:: Blok Teks ::
════════════════════

Latest News

Ingin bisa menulis? Silakan ikuti program training menulis cepat yang dipandu langsung oleh dosen, penulis buku, peneliti, wartawan, guru. Silakan hubungi 08562674799 atau klik DI SINI

Wednesday 31 July 2013

Pendidikan Berbasis Gender



Oleh Hamidulloh Ibda
Dimuat di Koran Barometer, Selasa, 30 Juli 2013


Selama ini, perempuan selalu diposisikan di belakang, atau lebih mudahnya perempuan hanya identik dengan urusan belakang, dapur, kasur, dan sumur. Kontruksi ini lahir karena sejak dulu sampai sekarang belum ada pemahaman yang menempatkan posisi perempuan di depan. Apalagi, budaya “patriarki” masih berlaku di Negara ini, padahal hal itu sangat menindas perempuan.

Di sisi lain, di dunia pendidikan kita juga salah kaprah dalam mengajarkan posisi perempuan di dalam kehidupan. Seperti contoh dalam pelajaran di tingkat SD sering kita mendengar pelajaran Bahasa Indonesia yang menempatkan perempuan di belakang. Misalnya, “Bapak pergi kantor, ke sawah, dan ibu menyapu di rumah, mencuci, memasak nasi di dapur”. Nah, seolah-olah juga ayah mencuci pakaian menjadi “tabu”, padahal sah-sah saja ayah mencuci pakaian. Selain itu, terkesan perempuan selalu di tempatkan di belakang. Ini merupakan diskriminasi perempuan yang diajarkan di sekolah. Maka dari itu, dalam konteks ini, “pendidikan gender” menjadi jawaban atas diskriminasi yang terjadi di masyarakat.

════════════════════

:: Cuplikan Data ::
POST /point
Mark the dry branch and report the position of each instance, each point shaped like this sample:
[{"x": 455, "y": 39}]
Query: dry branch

════════════════════

:: Soal Latihan ::
Lanjutkan teks tentang pendidikan berbasis gender mulai dari kalimat terakhir yang tercantum.

:: Jawaban Latihan ::
Konsep Pendidikan Gender
Gender merupakan kontruksi sosial yang menempatkan laki-laki dan perempuan di dalam masyarakat yang sifatnya tidak kodrati (Yudhi Haryono, 2009). Gender sendiri merupakan pelabelan atas laki-laki dan perempuan. Kontruksi sebenarnya tidak membedakan laki-laki dan perempuan atas perbedaan seks yang dimiliki. Dasar sosialisasi ini secara kuat telah membentuk ideologi gender, melalui kontruksi sosial yang melembaga. Misalnya, perempuan dikenal lemah lembut, cantik, emosional dan keibuan. Sementara laki-laki dianggap kuat, rasional, perkasa, jantan.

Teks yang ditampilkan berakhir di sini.